=== EXERCISE REQUIREMENTS ===
At the line containing "Target: brown rim of bowl", begin an exact copy, and continue through the last line of the entries below. Leave out any pictures.

[Stored data entries]
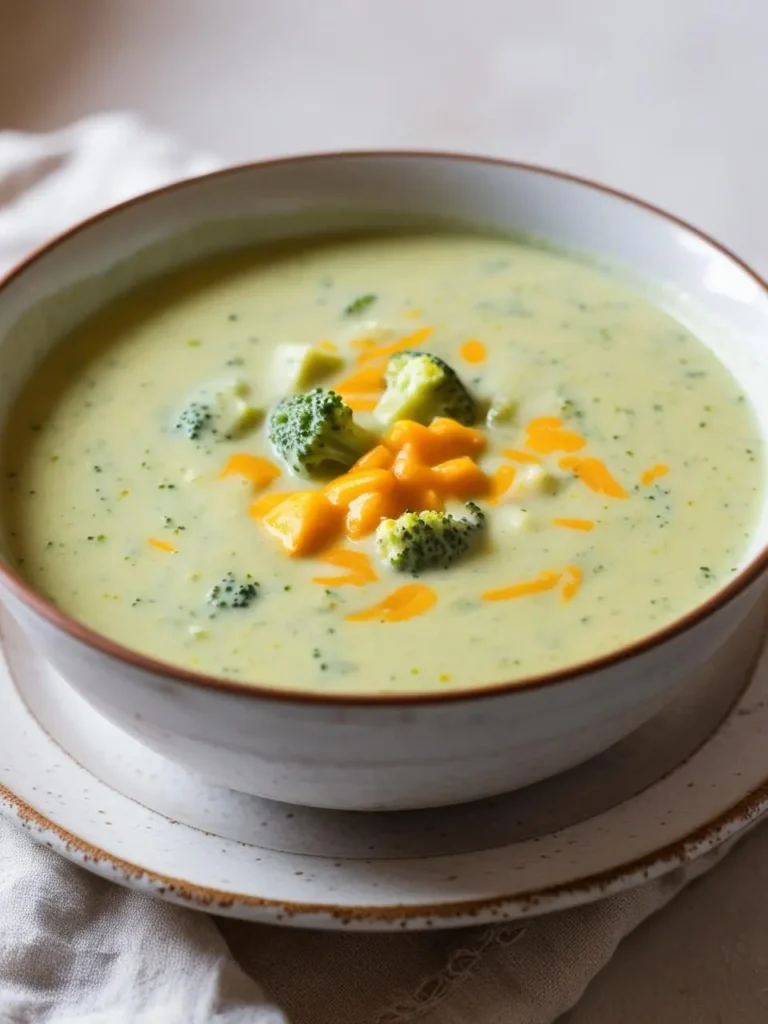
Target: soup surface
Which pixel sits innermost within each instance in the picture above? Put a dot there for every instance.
(619, 470)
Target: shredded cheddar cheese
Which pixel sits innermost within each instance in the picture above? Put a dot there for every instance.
(406, 602)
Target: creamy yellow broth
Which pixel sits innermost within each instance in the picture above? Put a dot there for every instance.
(126, 524)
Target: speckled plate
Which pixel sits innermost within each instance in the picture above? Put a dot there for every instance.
(688, 780)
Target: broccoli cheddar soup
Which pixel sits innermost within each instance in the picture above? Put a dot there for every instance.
(395, 463)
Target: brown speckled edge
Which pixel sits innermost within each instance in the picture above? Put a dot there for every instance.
(736, 819)
(38, 605)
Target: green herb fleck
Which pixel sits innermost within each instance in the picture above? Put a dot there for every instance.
(360, 304)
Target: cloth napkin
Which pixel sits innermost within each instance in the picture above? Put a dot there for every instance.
(77, 949)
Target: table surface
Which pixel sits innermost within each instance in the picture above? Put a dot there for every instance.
(663, 99)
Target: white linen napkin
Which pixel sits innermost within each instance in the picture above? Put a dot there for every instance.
(77, 949)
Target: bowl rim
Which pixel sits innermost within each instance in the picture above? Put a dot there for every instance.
(135, 659)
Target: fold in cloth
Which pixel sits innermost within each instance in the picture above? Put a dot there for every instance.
(76, 949)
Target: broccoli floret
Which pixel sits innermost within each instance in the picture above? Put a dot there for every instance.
(232, 593)
(421, 386)
(315, 430)
(420, 541)
(195, 420)
(222, 411)
(359, 305)
(298, 367)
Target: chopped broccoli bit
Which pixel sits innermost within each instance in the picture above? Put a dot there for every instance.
(360, 304)
(421, 386)
(536, 480)
(195, 420)
(503, 411)
(420, 541)
(296, 368)
(222, 411)
(231, 593)
(314, 431)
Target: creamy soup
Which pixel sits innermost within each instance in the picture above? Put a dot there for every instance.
(612, 462)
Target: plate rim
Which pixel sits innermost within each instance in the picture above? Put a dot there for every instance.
(739, 817)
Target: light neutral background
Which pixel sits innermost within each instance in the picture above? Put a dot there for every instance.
(665, 98)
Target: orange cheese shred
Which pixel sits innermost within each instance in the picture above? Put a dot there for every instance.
(460, 478)
(501, 481)
(584, 524)
(409, 468)
(361, 571)
(378, 354)
(378, 458)
(360, 403)
(363, 382)
(345, 488)
(473, 351)
(595, 474)
(406, 602)
(546, 580)
(456, 439)
(547, 434)
(653, 473)
(572, 582)
(304, 522)
(165, 546)
(259, 471)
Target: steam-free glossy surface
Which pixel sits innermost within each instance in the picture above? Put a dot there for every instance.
(99, 470)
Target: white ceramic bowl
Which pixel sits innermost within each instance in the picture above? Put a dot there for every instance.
(381, 753)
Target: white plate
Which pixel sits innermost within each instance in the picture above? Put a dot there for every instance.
(631, 814)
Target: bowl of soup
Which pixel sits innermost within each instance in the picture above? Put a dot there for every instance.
(382, 480)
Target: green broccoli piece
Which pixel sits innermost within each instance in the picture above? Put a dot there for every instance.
(420, 541)
(359, 305)
(420, 386)
(223, 412)
(231, 593)
(195, 420)
(314, 431)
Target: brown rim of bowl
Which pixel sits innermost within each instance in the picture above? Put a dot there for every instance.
(81, 632)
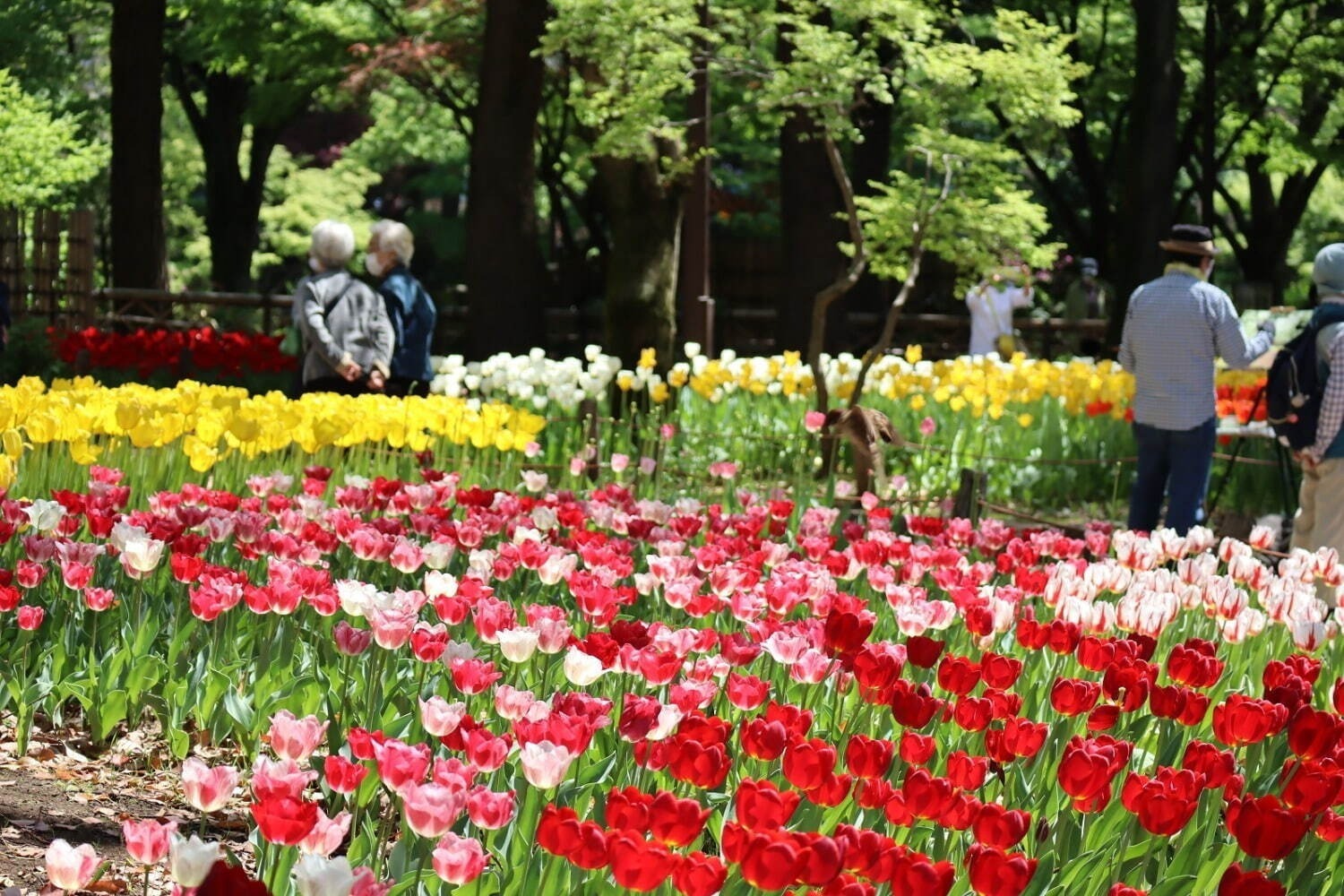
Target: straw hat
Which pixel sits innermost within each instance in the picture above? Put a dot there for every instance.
(1190, 239)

=== SOLUTION FOR THIS EXERCISE ===
Target: brown rim of bowl
Which pixel sits innermost within each instance in the picture above? Put a dot there for every instance.
(81, 632)
Target: straw hat
Which pixel sits innermost within each instance in the picture above? Put a dot there for every instance.
(1190, 239)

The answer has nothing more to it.